◆ **Фрагмент документа**:

════

Путаница с имперскостью

 

Трудно понять, откуда она пошла, эта путаница. Закричали ли первыми наши евразийцы, что мы – великая империя? И потому имеем полное право убивать и грабить. Или, наоборот, первыми о нашей имперскости заговорили наши жертвы – тех, кого мы убивали и грабили?

Но это не так уж и важно – слово прижилось. И теперь империей нас считают все: и критики, и мы сами. Слово звучит постоянно: для одних обвиняюще, для других, наоборот, вдохновляюще. Вот, дескать, какие мы великие! Не меньше других. И потому право имеем. Убивать и грабить. Держать и не пущать.   

Путаница здесь в том, что мы не понимаем, что такое "империя": какие признаки имперскости главные, а какие второстепенные. Так нам почему-то кажется, что главные признаки имперскости – стремление расширяться и укрепляться изнутри, подавляя стремление частей империи к самостоятельности. Поэтому и получается наша "империя" большим унтером Пришибеевым.

════

◆ **Задание 1**: Объясните в одном–трех предложениях, почему, согласно фрагменту о путанице с имперскостью, наша «империя» получается большим унтером Пришибеевым.
◆ **Задание 2**: Перечислите все действия, на которые, по словам второго абзаца фрагмента о путанице с имперскостью, мы якобы «право имеем».

════

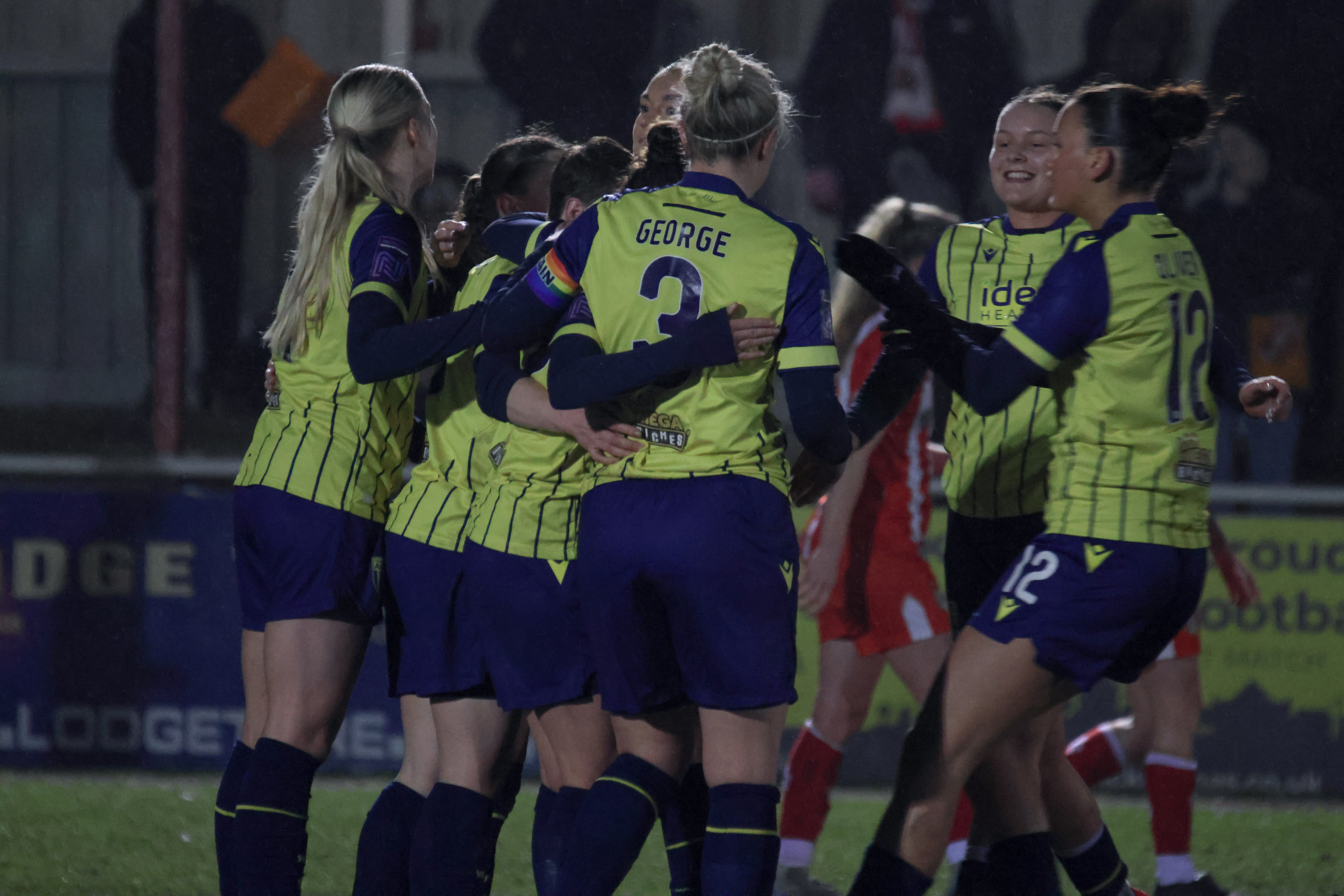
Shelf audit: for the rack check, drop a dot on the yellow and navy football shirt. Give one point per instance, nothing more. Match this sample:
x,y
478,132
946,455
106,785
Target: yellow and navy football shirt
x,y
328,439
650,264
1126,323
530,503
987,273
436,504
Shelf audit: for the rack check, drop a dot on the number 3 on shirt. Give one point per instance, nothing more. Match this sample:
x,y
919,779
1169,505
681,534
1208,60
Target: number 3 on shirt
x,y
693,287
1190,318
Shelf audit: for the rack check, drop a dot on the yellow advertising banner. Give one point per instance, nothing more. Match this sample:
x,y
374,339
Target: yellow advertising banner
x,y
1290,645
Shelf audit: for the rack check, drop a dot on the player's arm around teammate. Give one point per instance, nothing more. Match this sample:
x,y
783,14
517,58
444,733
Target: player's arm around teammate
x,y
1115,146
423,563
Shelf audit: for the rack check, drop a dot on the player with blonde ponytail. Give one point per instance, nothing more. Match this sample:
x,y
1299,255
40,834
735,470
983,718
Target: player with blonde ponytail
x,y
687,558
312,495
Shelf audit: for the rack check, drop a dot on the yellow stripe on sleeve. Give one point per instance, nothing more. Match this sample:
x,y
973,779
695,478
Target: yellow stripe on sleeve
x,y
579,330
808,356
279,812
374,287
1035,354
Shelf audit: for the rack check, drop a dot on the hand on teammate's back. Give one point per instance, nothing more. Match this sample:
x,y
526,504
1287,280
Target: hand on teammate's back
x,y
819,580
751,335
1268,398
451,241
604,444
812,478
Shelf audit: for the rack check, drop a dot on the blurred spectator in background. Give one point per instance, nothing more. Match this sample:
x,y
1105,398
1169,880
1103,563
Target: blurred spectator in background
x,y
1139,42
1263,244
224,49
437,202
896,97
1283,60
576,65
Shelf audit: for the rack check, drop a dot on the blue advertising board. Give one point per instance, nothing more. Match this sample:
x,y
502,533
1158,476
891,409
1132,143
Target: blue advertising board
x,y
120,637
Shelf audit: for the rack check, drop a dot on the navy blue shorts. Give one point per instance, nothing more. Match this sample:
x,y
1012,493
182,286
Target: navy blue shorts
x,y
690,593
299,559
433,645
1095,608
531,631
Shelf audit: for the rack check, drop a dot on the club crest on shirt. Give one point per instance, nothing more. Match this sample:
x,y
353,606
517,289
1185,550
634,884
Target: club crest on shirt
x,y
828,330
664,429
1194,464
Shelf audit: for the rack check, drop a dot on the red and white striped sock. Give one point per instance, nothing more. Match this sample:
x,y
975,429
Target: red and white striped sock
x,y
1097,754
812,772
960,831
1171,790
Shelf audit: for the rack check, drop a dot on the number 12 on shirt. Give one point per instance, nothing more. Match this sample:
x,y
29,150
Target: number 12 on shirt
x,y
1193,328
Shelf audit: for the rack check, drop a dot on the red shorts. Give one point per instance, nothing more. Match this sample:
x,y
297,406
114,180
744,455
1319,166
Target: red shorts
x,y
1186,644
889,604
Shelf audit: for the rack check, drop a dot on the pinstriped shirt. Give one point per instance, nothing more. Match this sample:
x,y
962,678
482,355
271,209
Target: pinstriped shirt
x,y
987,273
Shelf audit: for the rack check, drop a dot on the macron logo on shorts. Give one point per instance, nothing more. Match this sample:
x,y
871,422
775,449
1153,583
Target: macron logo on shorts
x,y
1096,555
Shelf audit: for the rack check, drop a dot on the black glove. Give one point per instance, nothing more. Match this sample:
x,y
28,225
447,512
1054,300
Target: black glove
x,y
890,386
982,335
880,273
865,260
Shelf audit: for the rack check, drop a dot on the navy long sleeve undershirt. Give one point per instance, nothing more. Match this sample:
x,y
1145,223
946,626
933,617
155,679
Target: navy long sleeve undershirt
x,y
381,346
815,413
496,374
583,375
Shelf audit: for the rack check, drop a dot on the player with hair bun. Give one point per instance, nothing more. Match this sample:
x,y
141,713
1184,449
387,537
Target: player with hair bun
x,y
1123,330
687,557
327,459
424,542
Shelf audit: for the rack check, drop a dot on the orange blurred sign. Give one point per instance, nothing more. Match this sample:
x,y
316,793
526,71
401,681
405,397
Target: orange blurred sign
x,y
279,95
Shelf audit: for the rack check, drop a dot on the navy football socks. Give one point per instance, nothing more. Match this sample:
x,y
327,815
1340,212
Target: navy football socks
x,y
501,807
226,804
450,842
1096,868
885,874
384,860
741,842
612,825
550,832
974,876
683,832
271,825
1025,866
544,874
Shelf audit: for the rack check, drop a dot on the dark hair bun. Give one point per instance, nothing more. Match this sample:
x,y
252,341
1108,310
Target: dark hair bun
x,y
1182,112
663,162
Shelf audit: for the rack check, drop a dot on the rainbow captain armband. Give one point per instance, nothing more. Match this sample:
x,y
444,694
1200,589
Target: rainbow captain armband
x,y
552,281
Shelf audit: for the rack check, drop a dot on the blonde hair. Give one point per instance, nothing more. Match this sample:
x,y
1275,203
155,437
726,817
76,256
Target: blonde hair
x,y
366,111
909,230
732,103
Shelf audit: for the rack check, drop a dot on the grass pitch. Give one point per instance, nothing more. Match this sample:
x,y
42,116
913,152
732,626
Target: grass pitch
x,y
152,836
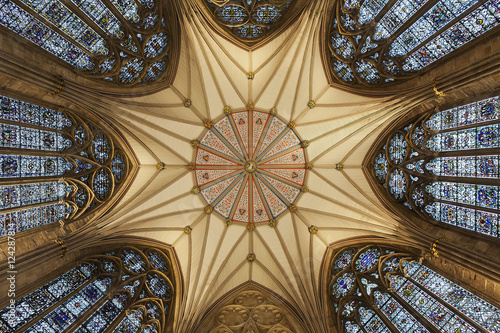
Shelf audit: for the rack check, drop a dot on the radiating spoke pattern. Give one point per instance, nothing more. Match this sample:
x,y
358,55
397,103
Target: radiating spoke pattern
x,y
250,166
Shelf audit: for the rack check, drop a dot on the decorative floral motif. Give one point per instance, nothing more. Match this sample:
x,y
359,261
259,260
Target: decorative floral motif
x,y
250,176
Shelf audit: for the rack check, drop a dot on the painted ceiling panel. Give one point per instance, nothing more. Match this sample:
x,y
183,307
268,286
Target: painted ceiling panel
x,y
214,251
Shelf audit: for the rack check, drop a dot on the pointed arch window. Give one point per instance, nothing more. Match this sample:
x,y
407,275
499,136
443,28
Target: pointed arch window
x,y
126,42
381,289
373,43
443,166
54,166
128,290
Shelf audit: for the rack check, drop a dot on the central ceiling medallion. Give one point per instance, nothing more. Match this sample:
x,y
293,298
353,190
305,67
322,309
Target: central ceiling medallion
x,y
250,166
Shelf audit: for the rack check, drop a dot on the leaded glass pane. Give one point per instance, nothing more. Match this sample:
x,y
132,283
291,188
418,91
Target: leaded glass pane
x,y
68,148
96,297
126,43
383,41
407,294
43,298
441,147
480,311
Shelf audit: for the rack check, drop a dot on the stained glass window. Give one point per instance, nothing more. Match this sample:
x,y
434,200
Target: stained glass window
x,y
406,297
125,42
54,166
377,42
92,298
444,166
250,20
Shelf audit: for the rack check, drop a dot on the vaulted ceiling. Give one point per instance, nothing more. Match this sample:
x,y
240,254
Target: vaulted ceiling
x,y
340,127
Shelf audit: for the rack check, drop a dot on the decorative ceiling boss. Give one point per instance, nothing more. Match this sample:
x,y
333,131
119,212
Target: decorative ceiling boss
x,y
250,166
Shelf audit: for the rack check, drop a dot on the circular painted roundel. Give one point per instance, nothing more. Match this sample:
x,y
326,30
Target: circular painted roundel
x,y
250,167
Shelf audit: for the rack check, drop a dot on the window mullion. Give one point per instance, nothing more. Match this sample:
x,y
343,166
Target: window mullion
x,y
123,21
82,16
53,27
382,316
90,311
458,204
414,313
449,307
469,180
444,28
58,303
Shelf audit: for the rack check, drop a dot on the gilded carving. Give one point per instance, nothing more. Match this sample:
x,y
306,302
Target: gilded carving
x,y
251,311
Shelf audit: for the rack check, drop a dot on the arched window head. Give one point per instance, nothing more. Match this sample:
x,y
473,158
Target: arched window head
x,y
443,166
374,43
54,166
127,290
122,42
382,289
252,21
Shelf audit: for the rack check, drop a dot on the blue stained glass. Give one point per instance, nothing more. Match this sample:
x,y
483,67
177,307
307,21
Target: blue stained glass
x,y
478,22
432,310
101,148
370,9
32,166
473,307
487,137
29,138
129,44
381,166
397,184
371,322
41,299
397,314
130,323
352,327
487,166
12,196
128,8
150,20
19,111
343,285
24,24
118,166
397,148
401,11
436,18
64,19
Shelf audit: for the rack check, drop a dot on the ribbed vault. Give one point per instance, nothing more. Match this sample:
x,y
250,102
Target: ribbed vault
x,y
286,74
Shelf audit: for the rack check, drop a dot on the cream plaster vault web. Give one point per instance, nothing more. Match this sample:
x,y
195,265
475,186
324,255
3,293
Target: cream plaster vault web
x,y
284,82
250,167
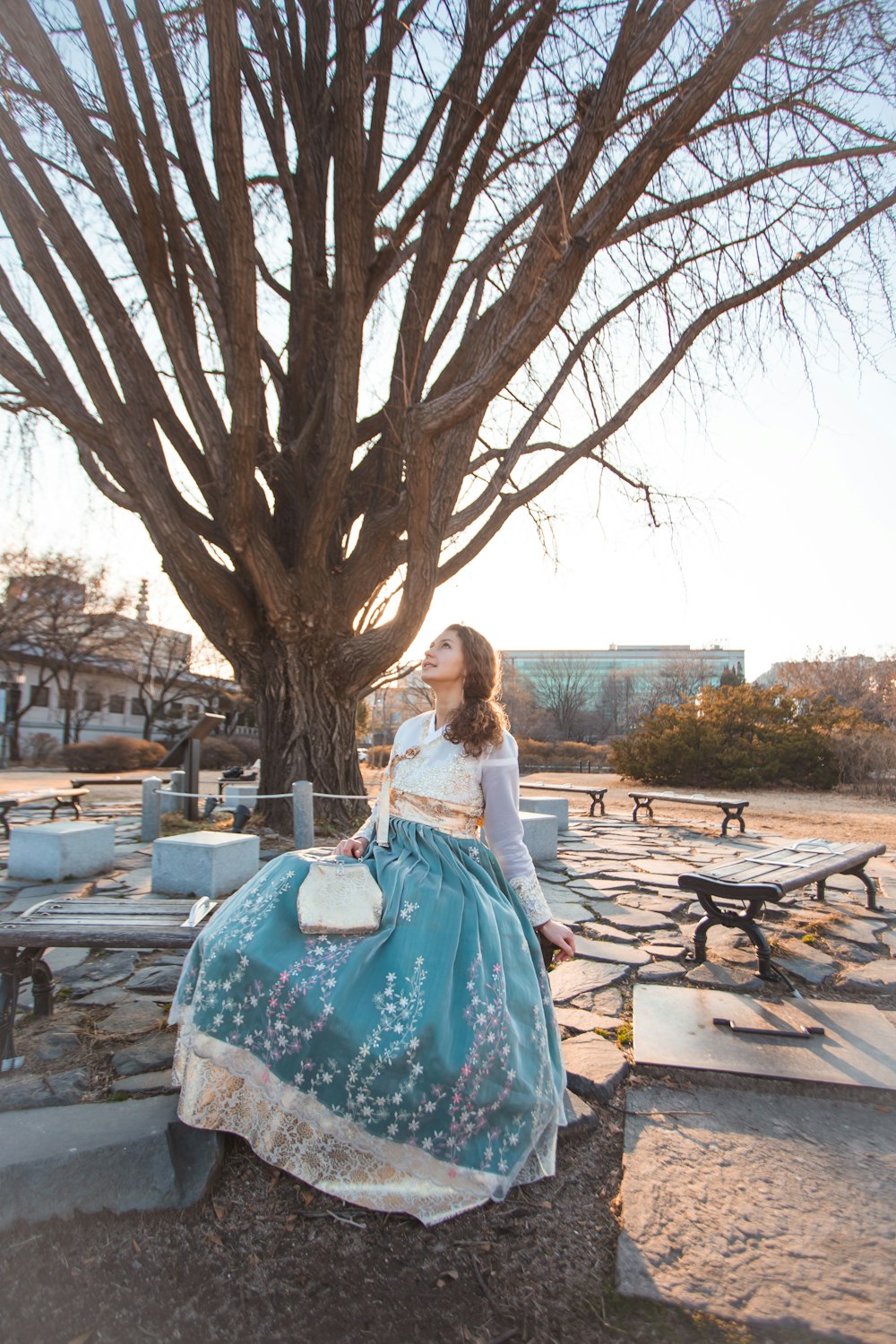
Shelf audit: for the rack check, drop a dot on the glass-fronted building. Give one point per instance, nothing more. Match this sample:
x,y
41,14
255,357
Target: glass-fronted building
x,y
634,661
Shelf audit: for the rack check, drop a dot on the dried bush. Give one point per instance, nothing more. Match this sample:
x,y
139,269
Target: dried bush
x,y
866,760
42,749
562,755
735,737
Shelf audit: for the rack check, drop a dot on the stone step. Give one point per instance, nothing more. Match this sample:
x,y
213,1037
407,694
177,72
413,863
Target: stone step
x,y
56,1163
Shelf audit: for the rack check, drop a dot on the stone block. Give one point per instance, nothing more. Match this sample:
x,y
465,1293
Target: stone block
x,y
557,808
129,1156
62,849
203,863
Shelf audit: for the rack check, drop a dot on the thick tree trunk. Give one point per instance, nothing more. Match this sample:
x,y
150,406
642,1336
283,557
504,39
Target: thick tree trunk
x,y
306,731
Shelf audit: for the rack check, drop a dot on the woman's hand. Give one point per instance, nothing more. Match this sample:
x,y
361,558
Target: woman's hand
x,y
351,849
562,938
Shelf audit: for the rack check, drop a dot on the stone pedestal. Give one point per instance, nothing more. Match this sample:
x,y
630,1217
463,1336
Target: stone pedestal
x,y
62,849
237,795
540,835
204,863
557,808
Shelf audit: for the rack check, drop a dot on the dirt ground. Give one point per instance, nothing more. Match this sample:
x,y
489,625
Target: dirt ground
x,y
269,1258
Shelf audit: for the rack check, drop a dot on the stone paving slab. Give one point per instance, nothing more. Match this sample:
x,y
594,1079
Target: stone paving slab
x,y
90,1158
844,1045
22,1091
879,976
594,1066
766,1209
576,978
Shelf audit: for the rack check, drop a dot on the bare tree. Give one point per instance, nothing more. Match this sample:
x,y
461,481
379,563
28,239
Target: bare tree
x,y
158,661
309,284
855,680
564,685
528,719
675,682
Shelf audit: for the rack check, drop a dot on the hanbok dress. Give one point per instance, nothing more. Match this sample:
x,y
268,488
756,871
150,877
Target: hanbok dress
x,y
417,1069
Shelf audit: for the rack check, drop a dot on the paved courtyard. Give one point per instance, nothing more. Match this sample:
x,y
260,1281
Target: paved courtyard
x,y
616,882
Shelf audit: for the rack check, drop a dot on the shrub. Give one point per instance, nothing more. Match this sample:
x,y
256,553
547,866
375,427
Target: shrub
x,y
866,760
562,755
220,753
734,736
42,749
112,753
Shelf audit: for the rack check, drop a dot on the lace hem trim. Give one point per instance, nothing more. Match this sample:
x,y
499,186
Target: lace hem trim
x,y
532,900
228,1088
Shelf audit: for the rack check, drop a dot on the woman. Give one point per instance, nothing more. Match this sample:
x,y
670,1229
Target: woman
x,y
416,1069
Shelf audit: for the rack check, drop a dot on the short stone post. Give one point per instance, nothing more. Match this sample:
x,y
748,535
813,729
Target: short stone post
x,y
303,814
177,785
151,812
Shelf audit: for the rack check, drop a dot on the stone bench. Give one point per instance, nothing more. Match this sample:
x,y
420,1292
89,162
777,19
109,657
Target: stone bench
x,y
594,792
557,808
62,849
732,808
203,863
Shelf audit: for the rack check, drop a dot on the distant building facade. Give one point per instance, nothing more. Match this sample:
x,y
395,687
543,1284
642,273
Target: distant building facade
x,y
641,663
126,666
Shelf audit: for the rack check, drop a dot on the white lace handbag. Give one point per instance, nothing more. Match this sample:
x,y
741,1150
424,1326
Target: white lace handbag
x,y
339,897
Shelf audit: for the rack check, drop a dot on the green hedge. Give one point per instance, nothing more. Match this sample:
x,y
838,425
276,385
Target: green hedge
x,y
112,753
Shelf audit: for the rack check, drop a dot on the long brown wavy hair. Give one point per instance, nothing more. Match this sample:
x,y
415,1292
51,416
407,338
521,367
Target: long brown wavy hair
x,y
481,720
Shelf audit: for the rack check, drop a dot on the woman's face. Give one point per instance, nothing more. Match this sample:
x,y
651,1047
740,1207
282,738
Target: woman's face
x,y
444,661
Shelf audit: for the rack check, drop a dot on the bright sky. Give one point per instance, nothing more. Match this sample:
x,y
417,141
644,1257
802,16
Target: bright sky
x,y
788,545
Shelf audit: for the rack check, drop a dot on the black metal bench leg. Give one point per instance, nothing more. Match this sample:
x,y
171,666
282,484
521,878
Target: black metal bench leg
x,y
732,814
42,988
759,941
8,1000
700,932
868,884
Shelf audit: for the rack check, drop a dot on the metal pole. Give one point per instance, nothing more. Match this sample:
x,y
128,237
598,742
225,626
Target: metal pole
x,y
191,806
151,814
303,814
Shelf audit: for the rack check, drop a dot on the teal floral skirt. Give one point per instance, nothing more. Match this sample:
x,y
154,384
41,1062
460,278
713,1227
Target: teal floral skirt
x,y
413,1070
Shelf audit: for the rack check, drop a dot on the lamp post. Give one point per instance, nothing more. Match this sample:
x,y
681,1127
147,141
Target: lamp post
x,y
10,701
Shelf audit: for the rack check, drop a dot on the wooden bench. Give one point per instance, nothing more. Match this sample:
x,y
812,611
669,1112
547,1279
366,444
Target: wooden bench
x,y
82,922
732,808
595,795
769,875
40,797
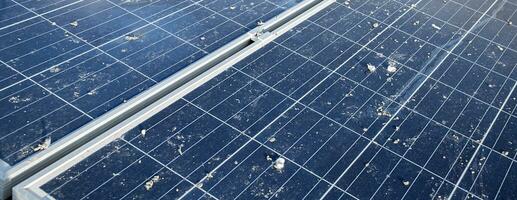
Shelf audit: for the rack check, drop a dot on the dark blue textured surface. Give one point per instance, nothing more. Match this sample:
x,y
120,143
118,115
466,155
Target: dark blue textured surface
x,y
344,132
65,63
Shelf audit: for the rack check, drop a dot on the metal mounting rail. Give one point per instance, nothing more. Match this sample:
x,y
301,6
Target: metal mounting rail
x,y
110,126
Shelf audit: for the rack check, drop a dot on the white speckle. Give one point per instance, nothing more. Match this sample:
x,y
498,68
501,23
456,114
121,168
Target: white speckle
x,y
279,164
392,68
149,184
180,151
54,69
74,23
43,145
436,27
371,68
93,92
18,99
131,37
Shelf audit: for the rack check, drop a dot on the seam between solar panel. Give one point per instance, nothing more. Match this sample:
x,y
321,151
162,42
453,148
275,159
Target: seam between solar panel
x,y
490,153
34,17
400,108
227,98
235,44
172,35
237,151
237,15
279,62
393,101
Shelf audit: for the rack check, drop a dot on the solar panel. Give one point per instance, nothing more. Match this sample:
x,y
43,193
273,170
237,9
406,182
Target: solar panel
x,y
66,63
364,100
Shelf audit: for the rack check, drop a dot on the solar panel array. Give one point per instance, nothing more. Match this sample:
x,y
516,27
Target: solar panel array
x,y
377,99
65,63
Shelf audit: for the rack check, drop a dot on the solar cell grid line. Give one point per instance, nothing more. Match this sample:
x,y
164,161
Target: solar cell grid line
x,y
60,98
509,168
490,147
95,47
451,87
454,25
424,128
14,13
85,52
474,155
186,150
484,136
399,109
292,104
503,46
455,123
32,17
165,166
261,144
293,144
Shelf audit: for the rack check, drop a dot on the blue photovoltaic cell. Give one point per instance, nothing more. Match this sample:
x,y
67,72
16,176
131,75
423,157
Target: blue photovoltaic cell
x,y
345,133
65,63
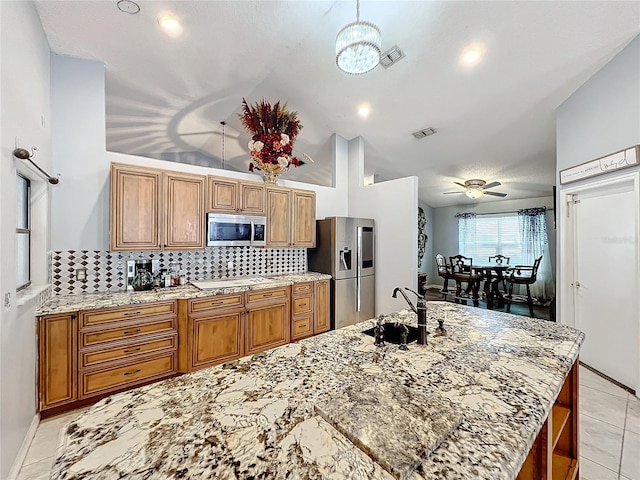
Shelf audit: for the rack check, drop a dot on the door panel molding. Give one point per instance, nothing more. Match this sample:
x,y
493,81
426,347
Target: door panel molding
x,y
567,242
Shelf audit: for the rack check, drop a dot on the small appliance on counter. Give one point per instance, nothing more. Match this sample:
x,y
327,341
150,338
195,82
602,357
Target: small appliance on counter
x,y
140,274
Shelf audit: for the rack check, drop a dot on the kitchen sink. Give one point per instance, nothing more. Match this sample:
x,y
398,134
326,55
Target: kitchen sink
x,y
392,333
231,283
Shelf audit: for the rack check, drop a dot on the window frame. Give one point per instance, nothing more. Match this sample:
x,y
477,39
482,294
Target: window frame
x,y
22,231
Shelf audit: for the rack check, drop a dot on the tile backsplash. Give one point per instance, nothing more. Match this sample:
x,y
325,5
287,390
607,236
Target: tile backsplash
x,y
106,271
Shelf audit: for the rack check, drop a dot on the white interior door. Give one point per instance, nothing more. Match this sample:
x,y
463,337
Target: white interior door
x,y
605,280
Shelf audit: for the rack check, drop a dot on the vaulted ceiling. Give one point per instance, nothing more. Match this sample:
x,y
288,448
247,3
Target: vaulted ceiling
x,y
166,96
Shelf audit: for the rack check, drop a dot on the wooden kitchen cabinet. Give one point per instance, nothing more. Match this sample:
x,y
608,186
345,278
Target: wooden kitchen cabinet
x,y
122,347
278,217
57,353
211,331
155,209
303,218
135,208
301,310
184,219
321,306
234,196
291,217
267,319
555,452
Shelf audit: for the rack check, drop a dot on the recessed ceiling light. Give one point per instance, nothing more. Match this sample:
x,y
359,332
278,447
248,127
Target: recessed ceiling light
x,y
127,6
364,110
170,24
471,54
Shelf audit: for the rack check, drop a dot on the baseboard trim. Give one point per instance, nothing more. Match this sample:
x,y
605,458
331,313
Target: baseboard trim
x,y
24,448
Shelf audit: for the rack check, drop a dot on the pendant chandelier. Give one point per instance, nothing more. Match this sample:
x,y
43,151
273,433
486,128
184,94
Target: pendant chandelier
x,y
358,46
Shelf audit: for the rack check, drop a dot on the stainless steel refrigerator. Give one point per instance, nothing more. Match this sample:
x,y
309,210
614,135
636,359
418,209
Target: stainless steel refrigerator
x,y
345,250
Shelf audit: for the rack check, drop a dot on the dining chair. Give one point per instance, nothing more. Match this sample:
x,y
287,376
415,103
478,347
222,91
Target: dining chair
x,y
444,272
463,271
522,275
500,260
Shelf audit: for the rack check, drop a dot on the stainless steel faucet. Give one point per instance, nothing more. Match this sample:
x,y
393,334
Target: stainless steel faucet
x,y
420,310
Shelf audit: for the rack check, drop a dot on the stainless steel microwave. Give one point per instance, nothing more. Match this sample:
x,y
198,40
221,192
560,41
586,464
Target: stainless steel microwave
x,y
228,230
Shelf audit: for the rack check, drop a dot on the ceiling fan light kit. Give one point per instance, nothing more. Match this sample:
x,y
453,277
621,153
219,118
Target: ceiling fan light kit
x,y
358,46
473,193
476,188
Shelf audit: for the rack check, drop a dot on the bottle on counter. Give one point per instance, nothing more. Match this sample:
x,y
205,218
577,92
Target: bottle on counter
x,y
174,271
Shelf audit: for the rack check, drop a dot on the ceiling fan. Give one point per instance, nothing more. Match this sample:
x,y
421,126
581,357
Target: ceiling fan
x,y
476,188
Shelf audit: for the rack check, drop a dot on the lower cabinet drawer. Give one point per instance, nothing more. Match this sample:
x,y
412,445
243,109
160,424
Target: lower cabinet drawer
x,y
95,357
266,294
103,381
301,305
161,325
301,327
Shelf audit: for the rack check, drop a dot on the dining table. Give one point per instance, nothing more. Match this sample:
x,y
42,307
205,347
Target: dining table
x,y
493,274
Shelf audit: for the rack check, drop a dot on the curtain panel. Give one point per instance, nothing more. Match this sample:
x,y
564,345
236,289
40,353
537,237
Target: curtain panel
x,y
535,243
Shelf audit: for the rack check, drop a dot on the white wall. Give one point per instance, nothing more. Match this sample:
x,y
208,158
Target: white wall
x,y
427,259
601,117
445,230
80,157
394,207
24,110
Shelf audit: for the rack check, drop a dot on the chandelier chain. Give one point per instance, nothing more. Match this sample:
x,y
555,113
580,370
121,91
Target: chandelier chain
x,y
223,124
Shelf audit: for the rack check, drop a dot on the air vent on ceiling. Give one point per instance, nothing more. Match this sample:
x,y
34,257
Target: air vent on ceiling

════

◆ **Полный ответ 1**: Так получается потому, что мы не понимаем, какие признаки имперскости главные, а какие второстепенные. Нам кажется, что главные признаки — стремление расширяться и укрепляться изнутри, подавляя стремление частей империи к самостоятельности.

◆ **Полный ответ 2**: Убивать, грабить, держать, не пущать.